--- START ---

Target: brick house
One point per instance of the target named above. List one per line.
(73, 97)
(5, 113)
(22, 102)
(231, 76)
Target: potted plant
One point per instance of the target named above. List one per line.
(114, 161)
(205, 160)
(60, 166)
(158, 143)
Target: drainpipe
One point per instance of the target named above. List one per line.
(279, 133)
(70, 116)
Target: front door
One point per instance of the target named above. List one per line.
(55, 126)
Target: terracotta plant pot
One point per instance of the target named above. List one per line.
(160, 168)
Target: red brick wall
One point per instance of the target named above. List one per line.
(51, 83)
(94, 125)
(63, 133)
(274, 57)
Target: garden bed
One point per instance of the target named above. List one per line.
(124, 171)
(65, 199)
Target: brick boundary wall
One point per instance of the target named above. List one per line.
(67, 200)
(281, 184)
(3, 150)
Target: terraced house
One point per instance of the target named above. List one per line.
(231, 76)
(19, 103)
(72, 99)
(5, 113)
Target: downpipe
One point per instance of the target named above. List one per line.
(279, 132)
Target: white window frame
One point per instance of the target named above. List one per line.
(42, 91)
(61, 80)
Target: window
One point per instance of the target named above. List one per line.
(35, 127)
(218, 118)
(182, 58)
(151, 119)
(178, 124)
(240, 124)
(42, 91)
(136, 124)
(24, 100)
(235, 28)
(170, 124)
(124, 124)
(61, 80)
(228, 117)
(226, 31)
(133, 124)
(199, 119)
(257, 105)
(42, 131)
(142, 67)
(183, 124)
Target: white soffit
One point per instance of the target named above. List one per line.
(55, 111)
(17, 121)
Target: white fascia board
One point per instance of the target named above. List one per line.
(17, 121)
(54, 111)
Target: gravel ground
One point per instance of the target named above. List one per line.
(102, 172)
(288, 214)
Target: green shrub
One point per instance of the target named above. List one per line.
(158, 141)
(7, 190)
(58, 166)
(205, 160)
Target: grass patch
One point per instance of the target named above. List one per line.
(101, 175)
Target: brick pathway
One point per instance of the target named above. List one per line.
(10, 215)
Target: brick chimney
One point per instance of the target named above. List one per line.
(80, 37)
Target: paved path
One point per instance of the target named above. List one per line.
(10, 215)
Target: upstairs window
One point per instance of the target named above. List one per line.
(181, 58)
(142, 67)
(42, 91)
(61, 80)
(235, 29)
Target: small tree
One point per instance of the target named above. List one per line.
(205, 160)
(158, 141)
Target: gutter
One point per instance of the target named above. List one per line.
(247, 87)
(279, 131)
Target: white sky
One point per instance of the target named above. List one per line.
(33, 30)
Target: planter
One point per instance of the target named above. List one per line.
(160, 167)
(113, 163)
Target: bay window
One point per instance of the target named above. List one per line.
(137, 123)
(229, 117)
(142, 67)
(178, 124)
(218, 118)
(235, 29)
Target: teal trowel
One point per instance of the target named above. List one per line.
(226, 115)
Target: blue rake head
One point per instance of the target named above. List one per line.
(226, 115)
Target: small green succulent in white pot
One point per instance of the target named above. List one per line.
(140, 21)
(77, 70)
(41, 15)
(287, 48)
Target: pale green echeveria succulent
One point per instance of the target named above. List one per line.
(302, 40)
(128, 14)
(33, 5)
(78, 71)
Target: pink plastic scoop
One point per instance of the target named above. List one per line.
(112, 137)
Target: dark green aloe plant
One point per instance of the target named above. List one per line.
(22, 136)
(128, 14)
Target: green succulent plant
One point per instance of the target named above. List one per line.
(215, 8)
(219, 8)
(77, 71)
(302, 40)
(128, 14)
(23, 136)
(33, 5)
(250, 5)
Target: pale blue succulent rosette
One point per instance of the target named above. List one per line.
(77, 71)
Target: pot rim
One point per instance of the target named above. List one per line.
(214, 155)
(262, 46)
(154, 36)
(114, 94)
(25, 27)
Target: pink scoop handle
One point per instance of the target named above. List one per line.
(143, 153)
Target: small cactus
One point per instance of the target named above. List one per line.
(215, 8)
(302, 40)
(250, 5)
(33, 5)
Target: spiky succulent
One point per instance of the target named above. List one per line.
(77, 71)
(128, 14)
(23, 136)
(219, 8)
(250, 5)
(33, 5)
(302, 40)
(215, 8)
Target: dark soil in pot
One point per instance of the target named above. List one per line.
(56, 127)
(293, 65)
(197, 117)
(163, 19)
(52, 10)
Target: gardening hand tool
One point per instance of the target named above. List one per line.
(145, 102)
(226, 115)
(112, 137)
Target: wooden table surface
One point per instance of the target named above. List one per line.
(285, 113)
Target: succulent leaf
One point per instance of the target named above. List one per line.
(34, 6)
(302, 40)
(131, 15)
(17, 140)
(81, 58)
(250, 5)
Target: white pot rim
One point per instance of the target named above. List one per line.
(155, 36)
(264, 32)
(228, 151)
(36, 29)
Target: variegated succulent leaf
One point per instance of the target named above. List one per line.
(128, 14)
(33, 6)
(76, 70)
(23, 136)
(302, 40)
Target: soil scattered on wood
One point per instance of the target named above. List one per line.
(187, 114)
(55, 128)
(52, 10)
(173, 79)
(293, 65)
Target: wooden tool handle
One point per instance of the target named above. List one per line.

--- END ---

__WHAT YOU SHOULD DO__:
Above are the records; copy exactly the lines from the one with "Target: white pot rim" through the final line.

__FULL RESPONSE__:
Target: white pot rim
One point per instance of the target named above. List one per line.
(155, 36)
(264, 32)
(228, 151)
(36, 29)
Target: variegated succulent leaf
One point per instance of the target named above. List one per line.
(128, 14)
(33, 6)
(76, 70)
(23, 136)
(302, 40)
Target: soil scattered on wood
One point per instance of the target named above. List one per line.
(187, 114)
(55, 128)
(52, 10)
(173, 79)
(293, 65)
Target: wooden tool handle
One point per instance of the target named above. List one per line.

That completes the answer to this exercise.